■ Given passage

((

# Dog in a layout blind.



## Mark Teahan (Apr 1, 2012)

Asked that question last year and got lots replies. Alot said bad idea.
Well, I had bought a big Banded RIP blind, and Trap and I practiced/trained over the summer getting used to it and figuring out our plan.
Last evening, we got to try it out.
It worked perfectly. He actually laid partly behind me and up my left side.
We shot 14 ducks last evening and he never broke, came up marking birds falling, behind me and well behind the muzzle.
He was an absolute joy to have inside with me.

The blind was easy to conceal, left a single footprint, so no extra bump was around, where a dog blind would have been.
We got it going on with this set up!

Ih, and him getting back in was easy. Just lean to the left, hold gun out the way, say get it, he jumps in on the right and ducks down, goes behind the seat, and stops on my left. He was a good arm rest too. Close the doors and we were ready to go again.

He may never attain top titles, but he's a heck of a huntin dog!


----------



## Blue Tick (Aug 17, 2013)

Congrats. I'm working with mine now and getting him used to working out of it. He does very well on his stand when out in the marshes/rice fields, but we are hunting some cut fields this year and I need to get him used to the dog blind.


----------



## DarrinGreene (Feb 8, 2007)

Mark is that the one or two man version you bought?

))

■ Raw data
((

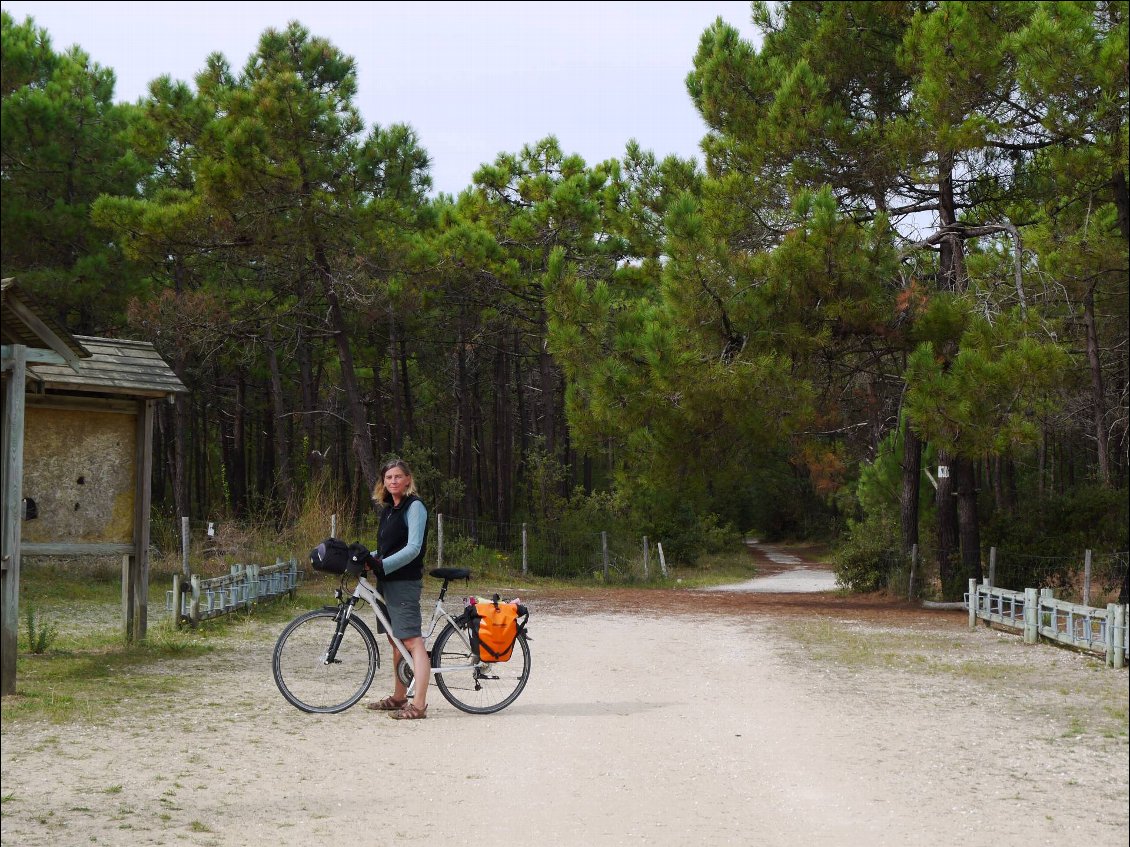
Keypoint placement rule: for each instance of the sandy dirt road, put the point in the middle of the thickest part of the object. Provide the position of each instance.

))
((

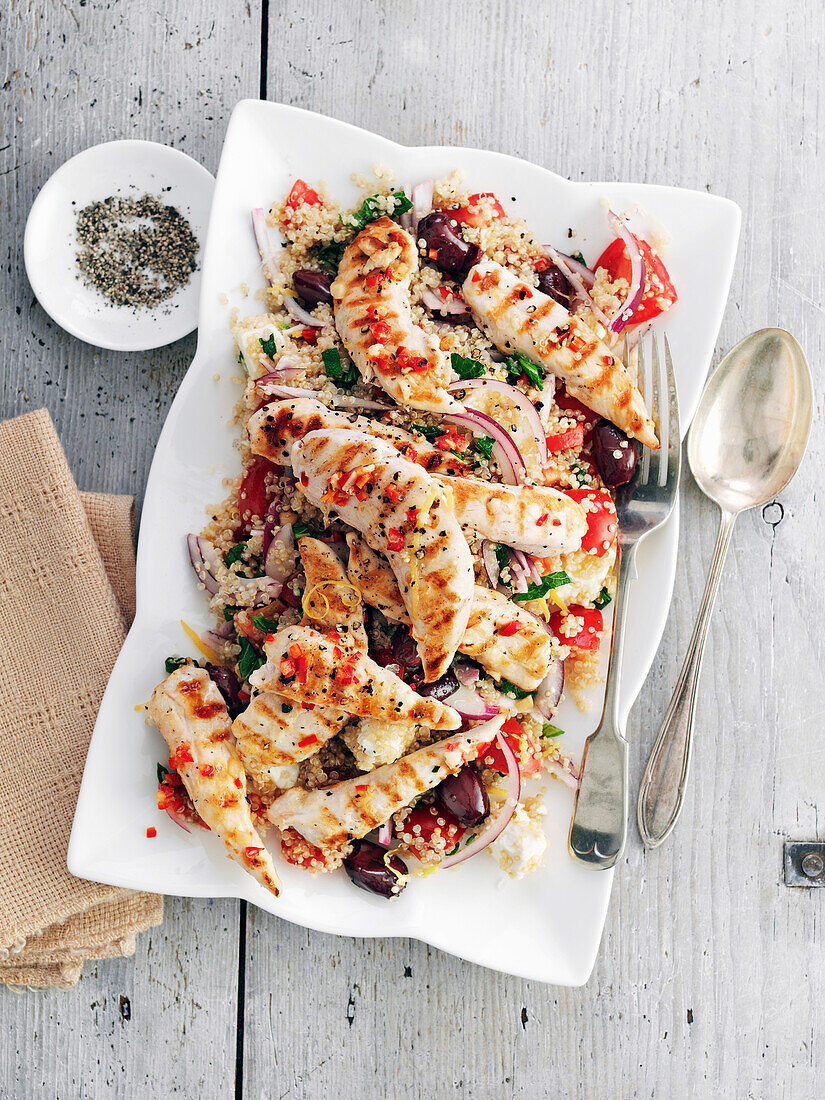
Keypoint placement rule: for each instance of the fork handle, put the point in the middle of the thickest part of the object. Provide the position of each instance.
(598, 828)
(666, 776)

))

■ Problem set
1: From the forum thread about a dog in a layout blind, list the usernames of everyone who posted.
2: Extend the forum thread about a dog in a layout blind, continuing after its last post.

■ Results in order
1: Mark Teahan, Blue Tick, DarrinGreene

2:
----------



## Jim Danis (Aug 15, 2008)

I've ran 2 hunt test with layout blinds and one of them we could have the dogs in the blind with us. Worked out great having him in it with me. When I've hunted with my blind he's been inside ever since.


----------



## Mark Teahan (Apr 1, 2012)

Its a one man blind.
Its huge.
Down sides, it just folds lower, and its heavy.
It has a steel frame, 64 1/4x64 1/4.
Here's a pic when I first set it last evening.


----------



## Max4d (Oct 3, 2014)

I have an old Gooseview Destroyer and a Finisher and have had my lab inside both. Have had him lay between my legs and it seemed to work well. No room for wiggling when birds are working and he was safe from the gun barrel when I came up.


----------



## jd6400 (Feb 23, 2009)

Well ,,,,, I guess you figured it out. As long as the dog is beside you and not between your legs your good .Just got back from ND and thats all we did.Very safe as the animal is in constant contact with you.....Only downside is when dog has gas....whewwww....... Jim


----------



## TroyFeeken (May 30, 2007)

Horrible horrible idea. One attempt of breaking and your loaded gun is pointing somewhere you're not intending. It's not an if situation but a when situation.


----------



## Steve Hamel (Mar 1, 2004)

Mark,

I've ran my last 2 HRCH/MH''s out of my layout blind while field hunting for at least 8 or 9 years now. I taught both of them to crawl in behind the rest and remain there until given the command to retrieve. Put their but on your shooting side , head on your opposite side. Practice, practice , practice.

Steve


----------



## farmbabe (Aug 1, 2014)

Its takes a well trained dog to lay in the layout. It certainly can be done.


----------



## Don Lietzau (Jan 8, 2011)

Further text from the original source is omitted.